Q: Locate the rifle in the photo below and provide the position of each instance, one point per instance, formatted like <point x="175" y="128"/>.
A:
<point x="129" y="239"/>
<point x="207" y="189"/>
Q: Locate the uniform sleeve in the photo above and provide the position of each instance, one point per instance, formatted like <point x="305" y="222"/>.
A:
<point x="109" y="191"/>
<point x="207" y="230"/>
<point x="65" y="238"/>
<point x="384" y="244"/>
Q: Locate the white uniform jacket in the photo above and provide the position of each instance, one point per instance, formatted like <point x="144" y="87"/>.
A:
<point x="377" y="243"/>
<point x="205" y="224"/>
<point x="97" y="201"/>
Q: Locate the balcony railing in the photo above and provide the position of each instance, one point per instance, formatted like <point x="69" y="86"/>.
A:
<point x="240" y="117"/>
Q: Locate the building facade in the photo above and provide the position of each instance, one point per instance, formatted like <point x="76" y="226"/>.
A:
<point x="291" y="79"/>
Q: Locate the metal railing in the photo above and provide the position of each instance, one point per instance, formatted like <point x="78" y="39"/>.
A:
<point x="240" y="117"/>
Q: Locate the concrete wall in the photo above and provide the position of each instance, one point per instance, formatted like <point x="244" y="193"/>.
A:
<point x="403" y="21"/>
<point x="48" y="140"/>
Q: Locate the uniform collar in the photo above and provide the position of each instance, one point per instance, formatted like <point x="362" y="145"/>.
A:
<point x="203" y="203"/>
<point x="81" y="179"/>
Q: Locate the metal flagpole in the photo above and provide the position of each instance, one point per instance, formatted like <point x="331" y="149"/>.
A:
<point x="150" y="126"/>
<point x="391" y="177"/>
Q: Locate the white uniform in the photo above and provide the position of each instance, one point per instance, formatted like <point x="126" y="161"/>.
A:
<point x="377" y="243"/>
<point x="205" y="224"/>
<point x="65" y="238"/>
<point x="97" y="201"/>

## Exercise objective
Reproduce all of the items above verbatim, character for character, in their original order.

## Response to the exercise
Q: Locate the rifle in the photo below and provide the position of each instance, one point per instance, formatted like <point x="175" y="128"/>.
A:
<point x="129" y="239"/>
<point x="207" y="189"/>
Q: Locate the uniform sleeve in the photo above and provide the position of each instance, one point per instance, formatted like <point x="305" y="222"/>.
A:
<point x="109" y="191"/>
<point x="207" y="230"/>
<point x="65" y="238"/>
<point x="384" y="244"/>
Q: Locate the white uniform jacket in the photo above and provide the position of each instance, one point per instance, formatted like <point x="144" y="87"/>.
A:
<point x="377" y="243"/>
<point x="205" y="224"/>
<point x="97" y="201"/>
Q: Locate the balcony railing in the photo above and provide the position of each instance, one point per instance, formatted like <point x="69" y="86"/>.
A:
<point x="240" y="117"/>
Q: Locate the building facade in the photo above and provide the position of each instance, one point per instance, formatted like <point x="76" y="226"/>.
A:
<point x="291" y="79"/>
Q: Locate the metal railing in the photo above and provide the position of each instance, one point per instance, formatted like <point x="78" y="39"/>.
A:
<point x="240" y="117"/>
Q: Locate the concrete wall in the photo above and provide the position of each instance, one point per instance, formatted like <point x="244" y="193"/>.
A:
<point x="403" y="21"/>
<point x="48" y="140"/>
Q: Locate the uniform collar in the photo above and provide the position of each instance, one point per instance, formatted like <point x="362" y="145"/>.
A:
<point x="203" y="203"/>
<point x="81" y="179"/>
Q: Locate the metal flagpole in the photo above and provide the position of each instance, one point per instance, formatted like <point x="331" y="149"/>.
A:
<point x="150" y="126"/>
<point x="391" y="177"/>
Q: Locate the white uniform in the photo above and provide the position of each instance, one point per instance, formatted like <point x="126" y="161"/>.
A:
<point x="377" y="243"/>
<point x="205" y="224"/>
<point x="65" y="238"/>
<point x="97" y="201"/>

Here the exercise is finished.